Okuma Metni -
- - -
Zaten bu haliyle değil, ilk hali ile bile kamu vicdanını rahatsız eder bir durumda olan Rahşan Affı'nın geleceği nokta belli idi.
"Şartlı Salıverme" kılıfı ile sunulan Rahşan Affı'nın bazı maddelerini, aynı 1973 affında olduğu gibi biliyorsunuz Anayasa mahkemesi iptal etmiş ve endişelerimizi doğrular biçimde kapsamını genişletecek şekilde yeni düzenlemelerin yapılması için hükümete altı aylık bir süre tanımıştı.
Ben hep gayri samimi olduğuna inandığım bu hükümetin, affın kapsamının Anayasa mahkemesi tarafından genişletilmesi için bilerek ve isteyerek yanlış ve eksik maddelerle dolu bir kanun hazırladığı düşüncesindeyim.
- - -
Verilen Malzeme -
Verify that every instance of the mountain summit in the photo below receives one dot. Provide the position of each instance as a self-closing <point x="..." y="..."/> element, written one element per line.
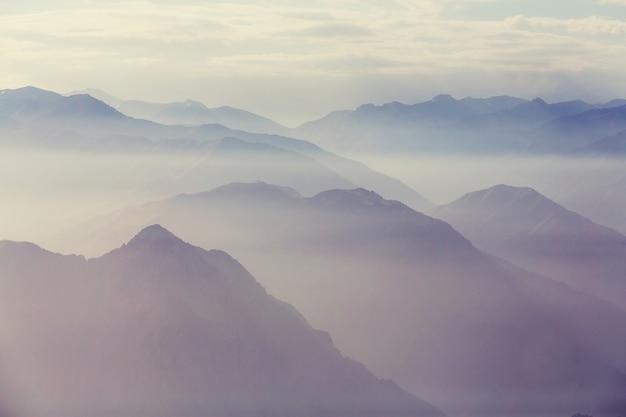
<point x="160" y="327"/>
- - -
Belirtilen Görev -
Rahşan Affı'nı eleştiren okuma metnini son cümlesinden sonra devam ettirerek yazın.

Görev Yanıtı -
Hükümet altı aylık sürenin "son" günü yeni düzenlemeyi onay için Cumhurbaşkanı'na gönderdi. Öncelikle bu tavırda iyi niyet seziyor musunuz, yoksa davranışın bir yangından mal kaçırma popülizmi olduğunu mu düşünüyorsunuz?
Ben ikinci fikirdeyim ve daha ağırını yazmaya kalem adâbım izin vermiyor. Bu "son gün" manevrasında da yine aynı şekilde "bilerek ve isteyerek" yasal boşluğun arkasına sığınma gayreti sezilmiyor mu?
İkinci düzenlemeyle kapsama Kırcı ve Ağca'nın da dahil edilmesi sonucu "medya cellatları" ayağa kalktı. Daha önce göstermedikleri ölçüde bir tepki koydular.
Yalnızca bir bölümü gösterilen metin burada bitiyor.